CONSIGNE: Recopiez tout le passage du texte sur Guillou, depuis « Rare personnalité dans » jusqu'à « le répertoire classiques. », en remplaçant « glorieuse » par « faste ».

EXTRAIT DU DOCUMENT:
────────
Par ce disque sans égal, Solstice vient célébrer l’œuvre d’un musicien non moins incomparable, l’un des plus éminents organistes de la seconde moitié du XXe siècle.
Nec pluribus impar. De la devise du Grand Roi, Guillou eût pu faire son épitaphe. Sa démesure, son sens inné de la dramaturgie et son goût des visions grandioses en firent en effet l’un des plus grands musiciens organistes de la seconde moitié du xxe siècle. Chaque note, chaque accent, chaque intonation porte sa marque et nul ne peut s’y tromper : c’est Guillou !
Rare personnalité dans un milieu si souvent conventionnel dont cette publication d’inédits, captés aux grandes orgues de Notre-Dame de Paris entre 1969 et 1976 par François Carbou, nous rappelle la force tout à fait unique. Ces témoignages exceptionnels nous replongent à une époque glorieuse pour l’orgue en France : Cochereau poursuivait à Notre-Dame la tradition symphonique issue de Franck cependant que Guillou s’attachait à faire sortir l’orgue des carcans de la tradition et que les organistes de Saint-Séverin redécouvraient la facture et le répertoire classiques.
Ils nous permettent également d’entendre des œuvres moins connues du compositeur, pour certaines d’entre-elles largement remaniées depuis (Pour le tombeau de Colbert et Allen, qui devinrent les deux Ballades ossianiques), mais qui toutes portent déjà la marque d’un geste lisztien dans la virtuosité, la verve rhapsodique et la poésie symphonique. Ces pages prennent, sur l’orgue de Notre-Dame, à l’héroïsme et aux accents eux aussi, alors, incomparables, une force inouïe. L’auditeur est saisi, transi même, dès les premières inflexions de La Chapelle des abîmes, d’après le Château d’Argol de Gracq, desquelles la prise de son rapprochée préserve tout le mordant malgré l’acoustique généreuse de la cathédrale.
────────
DONNÉES FOURNIES:
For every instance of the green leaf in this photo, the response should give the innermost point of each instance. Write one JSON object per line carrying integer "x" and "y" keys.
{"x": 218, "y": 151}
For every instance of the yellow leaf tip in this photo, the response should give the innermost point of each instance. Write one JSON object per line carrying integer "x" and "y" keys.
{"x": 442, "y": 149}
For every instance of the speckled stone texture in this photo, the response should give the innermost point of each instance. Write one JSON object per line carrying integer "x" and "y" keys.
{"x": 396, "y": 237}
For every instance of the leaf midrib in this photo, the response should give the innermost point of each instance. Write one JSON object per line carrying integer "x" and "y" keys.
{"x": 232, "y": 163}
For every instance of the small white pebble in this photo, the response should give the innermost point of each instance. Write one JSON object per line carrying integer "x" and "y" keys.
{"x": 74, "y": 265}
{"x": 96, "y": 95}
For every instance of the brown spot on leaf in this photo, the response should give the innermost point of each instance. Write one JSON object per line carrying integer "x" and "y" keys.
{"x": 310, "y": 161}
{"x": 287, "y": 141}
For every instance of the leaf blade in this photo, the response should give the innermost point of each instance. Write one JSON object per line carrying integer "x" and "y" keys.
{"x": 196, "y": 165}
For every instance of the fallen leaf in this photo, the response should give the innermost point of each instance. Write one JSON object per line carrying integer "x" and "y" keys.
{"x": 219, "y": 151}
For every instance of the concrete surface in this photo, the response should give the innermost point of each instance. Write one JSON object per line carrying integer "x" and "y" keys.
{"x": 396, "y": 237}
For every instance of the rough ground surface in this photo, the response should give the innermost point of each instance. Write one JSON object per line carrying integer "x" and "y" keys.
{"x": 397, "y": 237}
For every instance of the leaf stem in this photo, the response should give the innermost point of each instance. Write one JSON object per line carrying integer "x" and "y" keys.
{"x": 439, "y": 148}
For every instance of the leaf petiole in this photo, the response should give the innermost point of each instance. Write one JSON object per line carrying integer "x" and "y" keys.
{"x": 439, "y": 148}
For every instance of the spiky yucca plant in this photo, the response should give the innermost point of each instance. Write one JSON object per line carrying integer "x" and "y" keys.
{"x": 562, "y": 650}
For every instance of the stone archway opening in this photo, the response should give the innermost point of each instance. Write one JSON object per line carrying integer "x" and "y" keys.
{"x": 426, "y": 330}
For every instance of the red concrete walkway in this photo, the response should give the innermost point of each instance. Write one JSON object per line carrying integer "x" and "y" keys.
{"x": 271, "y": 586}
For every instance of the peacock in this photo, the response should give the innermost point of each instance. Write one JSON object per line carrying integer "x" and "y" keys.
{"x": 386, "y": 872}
────────
CORRIGÉ:
Rare personnalité dans un milieu si souvent conventionnel dont cette publication d’inédits, captés aux grandes orgues de Notre-Dame de Paris entre 1969 et 1976 par François Carbou, nous rappelle la force tout à fait unique. Ces témoignages exceptionnels nous replongent à une époque faste pour l’orgue en France : Cochereau poursuivait à Notre-Dame la tradition symphonique issue de Franck cependant que Guillou s’attachait à faire sortir l’orgue des carcans de la tradition et que les organistes de Saint-Séverin redécouvraient la facture et le répertoire classiques.